* TASK DESCRIPTION *
In full and exactly, please return the records, but keep out the pictures.
[[ DATASET CONTENT open ]]
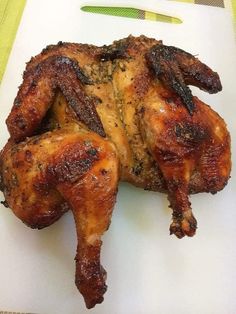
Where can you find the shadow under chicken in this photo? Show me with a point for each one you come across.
(87, 117)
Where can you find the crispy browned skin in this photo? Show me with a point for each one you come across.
(86, 117)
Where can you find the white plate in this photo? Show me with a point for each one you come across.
(149, 271)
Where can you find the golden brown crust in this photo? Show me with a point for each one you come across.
(86, 117)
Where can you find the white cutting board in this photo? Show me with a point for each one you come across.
(149, 271)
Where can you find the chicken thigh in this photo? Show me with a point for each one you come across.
(87, 117)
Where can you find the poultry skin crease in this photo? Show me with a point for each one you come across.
(87, 117)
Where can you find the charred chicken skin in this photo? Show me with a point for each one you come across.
(87, 117)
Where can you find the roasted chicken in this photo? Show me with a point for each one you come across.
(87, 117)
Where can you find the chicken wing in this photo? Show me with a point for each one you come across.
(86, 117)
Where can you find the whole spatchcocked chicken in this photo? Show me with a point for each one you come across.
(87, 117)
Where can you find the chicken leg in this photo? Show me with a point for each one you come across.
(41, 182)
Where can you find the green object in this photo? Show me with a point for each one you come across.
(10, 15)
(131, 13)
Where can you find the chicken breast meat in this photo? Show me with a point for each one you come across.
(87, 117)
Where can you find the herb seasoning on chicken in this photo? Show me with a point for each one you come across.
(87, 117)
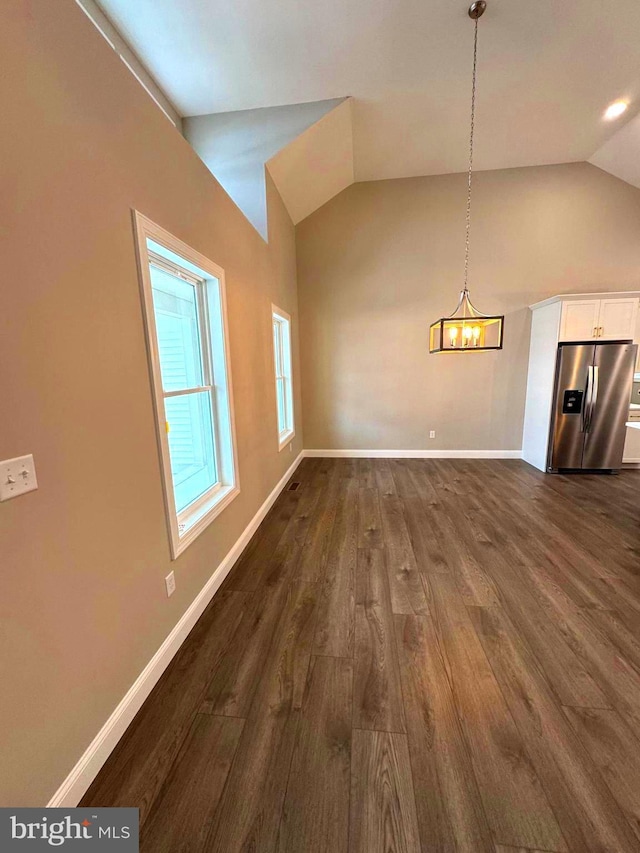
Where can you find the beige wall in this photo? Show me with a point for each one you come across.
(383, 260)
(83, 559)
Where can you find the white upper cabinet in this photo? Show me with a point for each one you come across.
(618, 318)
(599, 319)
(579, 320)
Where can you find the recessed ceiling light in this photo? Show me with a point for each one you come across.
(616, 109)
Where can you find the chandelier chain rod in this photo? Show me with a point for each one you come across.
(471, 134)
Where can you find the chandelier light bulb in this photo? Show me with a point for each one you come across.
(616, 109)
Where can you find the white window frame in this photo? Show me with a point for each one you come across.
(283, 321)
(156, 245)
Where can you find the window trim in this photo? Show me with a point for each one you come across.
(205, 509)
(287, 435)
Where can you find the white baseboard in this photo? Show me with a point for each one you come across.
(77, 782)
(417, 454)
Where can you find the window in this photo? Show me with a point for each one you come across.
(185, 319)
(282, 361)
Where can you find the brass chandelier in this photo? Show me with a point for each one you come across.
(467, 329)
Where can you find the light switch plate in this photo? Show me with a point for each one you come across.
(17, 476)
(170, 583)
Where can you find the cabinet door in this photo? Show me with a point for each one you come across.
(580, 320)
(617, 319)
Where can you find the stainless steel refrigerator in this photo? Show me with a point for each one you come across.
(591, 406)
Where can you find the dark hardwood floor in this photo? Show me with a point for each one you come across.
(410, 655)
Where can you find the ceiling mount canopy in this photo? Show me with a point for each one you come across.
(467, 329)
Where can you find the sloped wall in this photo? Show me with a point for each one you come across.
(384, 259)
(83, 606)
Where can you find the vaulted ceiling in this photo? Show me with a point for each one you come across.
(547, 71)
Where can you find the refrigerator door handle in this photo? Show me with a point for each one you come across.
(586, 408)
(593, 397)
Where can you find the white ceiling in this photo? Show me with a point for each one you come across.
(547, 71)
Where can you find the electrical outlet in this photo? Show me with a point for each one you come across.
(170, 582)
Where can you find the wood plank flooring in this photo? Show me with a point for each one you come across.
(409, 656)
[[ DATASET CONTENT closed ]]
* REPLY *
Where can you find the shadow under chicken in this photo? Show me with a point for each one you come across.
(87, 117)
Where can you find the crispy browned skin in this photo? Show me with a point for each one you come across.
(86, 117)
Where can you find the white plate in this photo? Show me with a point for each one you come across.
(149, 271)
Where can you find the golden brown crust in this photo? Show me with a point for each one you come across.
(86, 117)
Where can you find the white cutting board in this photo? Show me with a point for each one you come across.
(149, 271)
Where can you find the chicken thigh in this photo? Show me with a point for each one you come across.
(87, 117)
Where can you find the poultry skin crease in this photo? Show me with a point for each one you come across.
(87, 117)
Where can you find the charred chicken skin in this photo? Show me with a point for each one you come across.
(87, 117)
Where can you find the roasted chicken in this photo? Show me with a point for each one you come across.
(87, 117)
Where can you find the chicken wing in this photo? Show me with a point for each one you come across.
(86, 117)
Where can you find the whole spatchcocked chicken in this photo? Show me with a point for each one you come across.
(87, 117)
Where can you find the chicken leg in this photo? Show me with a point for each one you come across.
(41, 182)
Where can you find the green object in this photo? Show me with a point for each one you come across.
(10, 15)
(131, 13)
Where can you find the chicken breast meat in this photo? Show me with a point for each one you come across.
(87, 117)
Where can you find the herb seasoning on chicken in this photo? Show me with a point for each one you come across.
(87, 117)
Where can you find the beige wall in this photo? Show me with a point for each one you come across.
(383, 260)
(83, 559)
Where can you find the white upper cabinet in this photo? Show me with a point for each one you come across.
(618, 318)
(599, 319)
(579, 320)
Where can you find the recessed ceiling light in this photo? Show me with a point for each one you come across.
(616, 109)
Where can you find the chandelier chain rod in this photo? Show me with a point for each one you come across.
(471, 134)
Where can you find the chandelier light bulb in this photo? Show me with a point for each one you come across.
(616, 109)
Where can you find the white window frame in this photo? Show me with a point for each one you come across.
(283, 321)
(156, 245)
Where can you find the window trim in this photo? Show me with a point for each one you come across.
(205, 509)
(287, 435)
Where can you find the white baseboard in this photo? Show me with a point for each one you come across.
(77, 782)
(417, 454)
Where can you find the window in this photo? Show me with a point for each one you come across.
(185, 319)
(282, 361)
Where can you find the brass chandelier in this photo? Show me with a point for each one you come across.
(467, 329)
Where can you find the light switch plate in this photo? Show me with a point for each one you come across.
(17, 476)
(170, 583)
Where can you find the cabinet door in this photo? Show me with a point for each one you come across.
(580, 320)
(617, 319)
Where can you find the stainless steel refrigerator in this photo? Show me with a point for each one you come across.
(591, 406)
Where can you find the dark hardwood floor in this photo? Show me with a point for each one you come across.
(410, 655)
Where can you find the ceiling mount canopy in this photo? Show me with a point for each one you come across.
(467, 329)
Where can you find the sloped wall in this photo? Show me with a point for each one you come across.
(384, 259)
(83, 606)
Where can you find the vaulted ceiling in this photo? Show me with a point for each one you come across.
(547, 71)
Where can you find the refrigerator door handle in this photo? Show me with a point for each one you come across.
(586, 408)
(593, 397)
Where can you find the white ceiling in this photo? Show me with a point for each one you come across.
(547, 71)
Where can you find the electrical outlet in this photo? Show me with a point for each one you come across.
(170, 582)
Where can you find the wood plank flooring in this photo? Show me with a point for each one you come across.
(409, 656)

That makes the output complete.